Stephen has a science degree with a major in physics, an arts degree with majors in English Literature and History and Philosophy of Science and a Graduate Diploma in Science Communication.

Freelance Writer

716 Embryonic Stem Cells Cloned From Adult Skin
Y. G. Chung et al., Cell Stem Cell (2014)
Embryonic stem cells have been created by cloning adult human DNA for the first time, offering potential for producing organs that will be accepted by a patients' immune system, while also injecting new urgency into ethical debates.
 
It  has been 18 years since Dolly the sheep became the first cloned mammal. Nuclear DNA from one sheep was put into another's egg cell with its own nucleus removed. However, while some mammalian species proved easy to clone in this way, others have been harder, including humans. The first report of successful human cloning turned out to be fraudulent, and the process stalled.
 
Last year Shoukhrat Mitalipov of the Oregon Health and Science University announced success in Cell, Mitalipov replaced most of the DNA in human eggs with genetic material from other people's skin cells and found a combination of chemicals (including caffeine) and electrical pulses stimulate the transformed eggs to start developing into embryos.
 
Mitalipov didn't go close to producing a living human being. Instead he proved his cloned embryos could produce healthy stem cells capable of turning into the cells of various organs, a far more medically beneficial move. However, his technique, while a proof of concept, relied on using the DNA from infants and fetuses.
 
With so much of the medical world's efforts bent towards studying diseases of aging, it would be far more useful to be able to produce stem cells using DNA from older individuals. This is what has now been announced in Cell Stem Cell.  
 
First author Young Gie Chung of the CHA Stem Cell Institute in South Korea injected the DNA from the skin cells of a middle-aged man into eggs from four women and using a tweak on Mitalipov's technique to produce embryonic stem cells, and then did it again with even older cells. "What we show for the first time is that you can actually take skin cells, from a middle-aged 35-year-old male, but also from an elderly, 75-year-old male" and use the DNA from those cells in this cloning process,” co-author Robert Lanza of Advanced Cell Technology told NPR.
 
The success rate remains low, just two viable cloned cells out of 77 attempts. While this is likely to improve with practice, if it doesn't the process will be very expensive. However, as Lanza notes, “from a small vial of those cells we could grow up as many cells as we would ever want.”
 
However, it remains uncertain how widely this technique will be used. Induced Plutipotent Stem Cells, have been made from adult cells for eight years without using human eggs. "We now have two ways and we're not sure which of the two methods is likely to work best," says Lanza.
 
In theory the technique could open up a world where anyone needing a new heart, lung or kidney would have their own DNA cloned to produce stem cells that create a suitable genetically matched organ, avoiding rejection by the immune system. However, the cost obstacles to such a situation are immense. Long before this we may have a library of a small number of cloned cells, with patients being allocated organs created from the stem cells that most closely match their own DNA.
 
Although there are several more steps required before the technique could produce a living cloned human being, Chung and Lanza's work does move us a step closer to that possibility, reigniting ethical concerns about the possibility of people being produced specifically because they are an exact genetic match for an existing human being.

### Parts of the exercise
(1) According to the article, how many attempts produced the two viable cloned cells?
(2) Rewrite the article's passage from "Freelance Writer" to "the process stalled.", replacing "sheep" with "ewe".
(3) List every organ the article names as one that someone might need to have replaced.

[Collection entries]

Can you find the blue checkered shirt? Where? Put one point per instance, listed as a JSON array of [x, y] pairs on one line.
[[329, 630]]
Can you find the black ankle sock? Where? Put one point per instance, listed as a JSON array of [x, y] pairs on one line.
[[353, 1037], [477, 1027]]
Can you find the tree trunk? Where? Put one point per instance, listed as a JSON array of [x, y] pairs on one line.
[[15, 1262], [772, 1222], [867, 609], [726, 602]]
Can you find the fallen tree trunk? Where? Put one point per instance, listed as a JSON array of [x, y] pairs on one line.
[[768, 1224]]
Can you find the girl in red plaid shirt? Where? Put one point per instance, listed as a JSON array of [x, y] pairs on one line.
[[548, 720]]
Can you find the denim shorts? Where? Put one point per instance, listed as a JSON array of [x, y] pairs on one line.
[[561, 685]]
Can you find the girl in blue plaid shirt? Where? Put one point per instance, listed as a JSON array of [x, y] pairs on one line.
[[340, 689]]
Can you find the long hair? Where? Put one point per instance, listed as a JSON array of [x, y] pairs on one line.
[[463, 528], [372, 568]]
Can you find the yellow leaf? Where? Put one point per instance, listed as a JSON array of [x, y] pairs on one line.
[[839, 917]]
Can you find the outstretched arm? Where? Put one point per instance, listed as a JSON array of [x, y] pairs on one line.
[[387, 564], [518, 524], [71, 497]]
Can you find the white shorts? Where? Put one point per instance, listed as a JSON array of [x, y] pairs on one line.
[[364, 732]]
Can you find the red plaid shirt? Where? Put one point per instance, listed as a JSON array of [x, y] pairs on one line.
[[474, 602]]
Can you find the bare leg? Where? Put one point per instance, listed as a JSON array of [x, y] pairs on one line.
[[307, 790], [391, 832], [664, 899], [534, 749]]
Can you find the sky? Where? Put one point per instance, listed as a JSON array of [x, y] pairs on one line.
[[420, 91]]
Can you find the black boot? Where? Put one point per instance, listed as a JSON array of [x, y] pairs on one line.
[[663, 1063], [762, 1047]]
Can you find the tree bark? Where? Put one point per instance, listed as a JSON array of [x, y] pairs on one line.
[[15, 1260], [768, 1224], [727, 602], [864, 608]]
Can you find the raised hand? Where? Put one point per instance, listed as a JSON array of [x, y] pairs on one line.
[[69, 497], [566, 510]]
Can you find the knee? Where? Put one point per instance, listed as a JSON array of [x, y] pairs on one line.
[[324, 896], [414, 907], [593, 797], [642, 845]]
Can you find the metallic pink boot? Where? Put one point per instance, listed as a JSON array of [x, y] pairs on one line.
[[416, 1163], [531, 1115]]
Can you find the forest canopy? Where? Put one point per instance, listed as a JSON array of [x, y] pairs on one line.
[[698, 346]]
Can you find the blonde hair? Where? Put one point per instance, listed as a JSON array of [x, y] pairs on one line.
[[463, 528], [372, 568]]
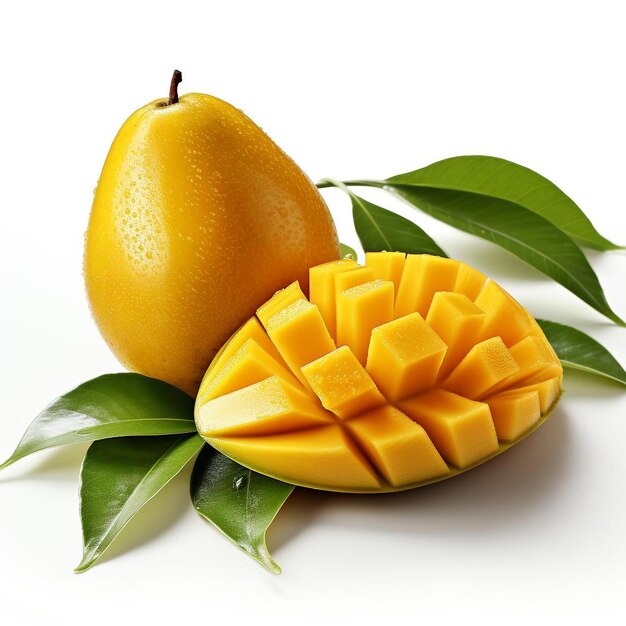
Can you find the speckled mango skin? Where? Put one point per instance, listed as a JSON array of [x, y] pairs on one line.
[[198, 218]]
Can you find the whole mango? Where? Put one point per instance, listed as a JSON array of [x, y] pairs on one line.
[[198, 218]]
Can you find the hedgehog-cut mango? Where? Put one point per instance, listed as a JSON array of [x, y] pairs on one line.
[[388, 376]]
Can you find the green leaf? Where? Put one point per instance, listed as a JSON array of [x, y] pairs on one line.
[[577, 350], [381, 230], [498, 178], [118, 477], [114, 405], [527, 235], [348, 253], [240, 502]]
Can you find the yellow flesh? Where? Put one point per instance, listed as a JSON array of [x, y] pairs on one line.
[[397, 400]]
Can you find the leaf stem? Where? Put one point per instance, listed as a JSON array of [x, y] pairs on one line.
[[331, 182]]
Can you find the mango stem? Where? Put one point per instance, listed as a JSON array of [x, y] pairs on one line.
[[177, 78]]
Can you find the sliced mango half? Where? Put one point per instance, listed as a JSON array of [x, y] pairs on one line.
[[389, 376]]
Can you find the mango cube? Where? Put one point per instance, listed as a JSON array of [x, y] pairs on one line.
[[270, 406], [397, 446], [279, 301], [342, 384], [458, 321], [322, 288], [535, 360], [249, 365], [486, 364], [360, 309], [387, 266], [403, 372], [300, 335], [422, 277], [469, 281], [505, 317], [404, 357], [461, 429]]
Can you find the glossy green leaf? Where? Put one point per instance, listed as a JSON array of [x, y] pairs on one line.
[[348, 253], [240, 502], [381, 230], [577, 350], [499, 178], [113, 405], [118, 477], [527, 235]]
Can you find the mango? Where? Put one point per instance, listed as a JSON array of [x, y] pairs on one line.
[[197, 219], [401, 373]]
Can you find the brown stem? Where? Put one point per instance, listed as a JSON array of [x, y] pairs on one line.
[[177, 78]]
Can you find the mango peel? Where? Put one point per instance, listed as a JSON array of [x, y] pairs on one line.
[[388, 376]]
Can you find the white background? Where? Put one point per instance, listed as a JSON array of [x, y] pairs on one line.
[[348, 89]]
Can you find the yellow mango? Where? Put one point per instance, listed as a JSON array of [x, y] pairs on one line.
[[397, 446], [300, 335], [249, 365], [387, 266], [398, 401], [514, 412], [323, 458], [485, 365], [267, 407], [251, 330], [424, 275], [506, 318], [279, 301], [548, 391], [360, 310], [404, 357], [342, 384], [322, 288], [469, 281], [461, 429], [534, 358], [197, 219], [458, 322]]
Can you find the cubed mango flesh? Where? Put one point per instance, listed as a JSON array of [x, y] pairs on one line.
[[323, 458], [279, 301], [422, 277], [486, 365], [300, 335], [514, 412], [342, 384], [461, 429], [505, 317], [322, 288], [405, 356], [390, 376], [360, 309], [267, 407], [397, 446], [458, 322], [387, 266]]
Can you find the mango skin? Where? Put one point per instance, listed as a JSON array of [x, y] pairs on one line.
[[198, 218]]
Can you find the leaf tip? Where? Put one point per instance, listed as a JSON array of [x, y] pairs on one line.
[[85, 564]]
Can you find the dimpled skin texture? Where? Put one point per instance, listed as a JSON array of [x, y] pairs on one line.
[[198, 218], [353, 390]]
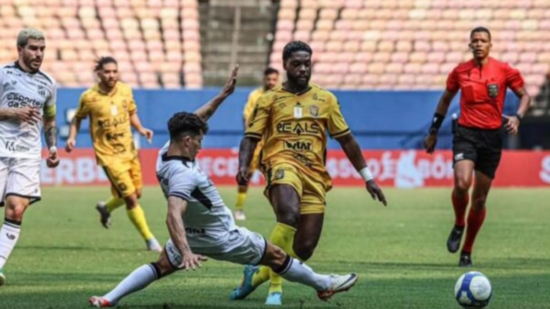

### Responses by item number
(1) 77 attempts.

(2)
Freelance Writer

716 Embryonic Stem Cells Cloned From Adult Skin
Y. G. Chung et al., Cell Stem Cell (2014)
Embryonic stem cells have been created by cloning adult human DNA for the first time, offering potential for producing organs that will be accepted by a patients' immune system, while also injecting new urgency into ethical debates.
 
It  has been 18 years since Dolly the ewe became the first cloned mammal. Nuclear DNA from one ewe was put into another's egg cell with its own nucleus removed. However, while some mammalian species proved easy to clone in this way, others have been harder, including humans. The first report of successful human cloning turned out to be fraudulent, and the process stalled.

(3) Heart, lung, kidney